_Your objective_
Retype the entries exactly. Include every line.

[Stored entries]
Segment Open
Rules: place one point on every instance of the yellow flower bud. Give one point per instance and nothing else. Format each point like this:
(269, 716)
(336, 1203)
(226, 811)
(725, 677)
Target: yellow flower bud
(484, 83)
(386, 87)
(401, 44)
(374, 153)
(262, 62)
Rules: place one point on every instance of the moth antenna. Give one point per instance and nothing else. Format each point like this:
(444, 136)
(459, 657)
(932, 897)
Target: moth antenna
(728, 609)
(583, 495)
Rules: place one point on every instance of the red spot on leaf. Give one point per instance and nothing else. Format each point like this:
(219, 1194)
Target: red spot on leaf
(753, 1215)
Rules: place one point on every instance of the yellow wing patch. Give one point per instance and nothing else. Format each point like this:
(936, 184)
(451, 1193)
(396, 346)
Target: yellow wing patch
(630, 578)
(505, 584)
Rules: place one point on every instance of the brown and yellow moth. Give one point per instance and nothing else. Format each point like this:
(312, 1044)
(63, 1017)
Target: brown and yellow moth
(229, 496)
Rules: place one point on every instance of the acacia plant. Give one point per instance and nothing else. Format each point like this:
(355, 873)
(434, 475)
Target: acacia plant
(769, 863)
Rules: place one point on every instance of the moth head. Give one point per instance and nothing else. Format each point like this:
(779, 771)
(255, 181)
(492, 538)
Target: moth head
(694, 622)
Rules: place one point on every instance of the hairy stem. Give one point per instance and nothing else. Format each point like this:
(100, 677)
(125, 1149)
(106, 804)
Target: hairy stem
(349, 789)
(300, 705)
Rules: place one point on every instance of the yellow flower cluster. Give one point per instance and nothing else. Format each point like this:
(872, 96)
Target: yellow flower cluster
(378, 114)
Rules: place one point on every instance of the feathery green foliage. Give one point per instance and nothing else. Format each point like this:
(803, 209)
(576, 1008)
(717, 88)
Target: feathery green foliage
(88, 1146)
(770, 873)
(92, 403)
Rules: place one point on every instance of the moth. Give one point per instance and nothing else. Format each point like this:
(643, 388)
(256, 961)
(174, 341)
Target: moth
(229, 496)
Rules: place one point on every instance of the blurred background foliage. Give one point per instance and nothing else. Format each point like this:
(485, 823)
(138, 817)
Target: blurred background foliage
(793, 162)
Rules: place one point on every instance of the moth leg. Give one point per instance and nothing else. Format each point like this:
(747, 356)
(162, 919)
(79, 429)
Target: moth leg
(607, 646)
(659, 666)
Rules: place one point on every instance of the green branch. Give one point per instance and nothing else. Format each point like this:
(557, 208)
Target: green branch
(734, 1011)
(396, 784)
Segment Closed
_Your solution_
Rules: place one point on every instance of the yellow flower bud. Give one point per instance and nothing else. Format each point like this:
(269, 716)
(336, 1203)
(226, 811)
(725, 677)
Target: yellow flower bud
(484, 83)
(386, 87)
(401, 44)
(374, 153)
(262, 62)
Rules: place one point on every instance of the moth antenna. Give one point per instance and nothing else. Format each point like this:
(444, 136)
(459, 657)
(932, 897)
Target: moth antenna
(728, 609)
(583, 495)
Rules: place one point on every instance of the red spot on leaf. Give one point per instance and nothing else. Format each point like this:
(219, 1194)
Target: red spot on leaf
(753, 1215)
Rules: place one point on every instance of the yellow wing patch. Give one point per instance and nothing else. Format each point like this:
(936, 184)
(451, 1193)
(396, 346)
Target: yellow wing patch
(630, 578)
(505, 584)
Rules: place one point on every instance of the brown and yellow moth. Give one point per instance and nothing else. Format each point like this:
(312, 1044)
(63, 1017)
Target: brown and yellow moth
(229, 496)
Rules: place one point on every instance of the acacia plant. Give one point per instance and nothing else. Format each point like this:
(355, 873)
(434, 475)
Target: acacia plant
(769, 863)
Rules: place one point on every instance of the moth head. Give one point per instance and nothing else. Format each point like this:
(779, 771)
(255, 181)
(492, 538)
Target: moth head
(694, 622)
Rules: place one point on every instance of the hairy stem. Give one point per instance and nothing else. Format each point like this:
(100, 677)
(125, 1149)
(106, 804)
Target: hairy stem
(349, 789)
(300, 705)
Rules: place one point on every instance of the yellow flower cluster. Give one point per instance and nothing else. Format each point like this:
(872, 96)
Target: yellow flower cluster
(378, 114)
Rules: place one point on every instance of the feathery green foliage. Give one point per instance and nothing else. Format each point like this:
(803, 209)
(576, 1008)
(717, 88)
Target: feathery green foliage
(88, 1146)
(770, 873)
(92, 403)
Rules: place one point on every instance of the moth. Give one point per instance and nothing else. Format each point like this:
(643, 388)
(256, 961)
(174, 341)
Target: moth
(229, 496)
Rules: place one point on every instance of the blurred background foliage. Give one point per instance and nothing else. Format each point like this:
(485, 823)
(138, 817)
Target: blurred background foliage
(793, 162)
Rules: place one point on every instance of the moth leg. Give one point per instance and nothing else. Format each point like this:
(747, 356)
(162, 919)
(79, 429)
Target: moth leg
(607, 646)
(659, 666)
Rules: place one point on every instance of the green branch. Give one point per instance and nothing else. Format each point like this:
(557, 208)
Target: green branch
(734, 1011)
(396, 784)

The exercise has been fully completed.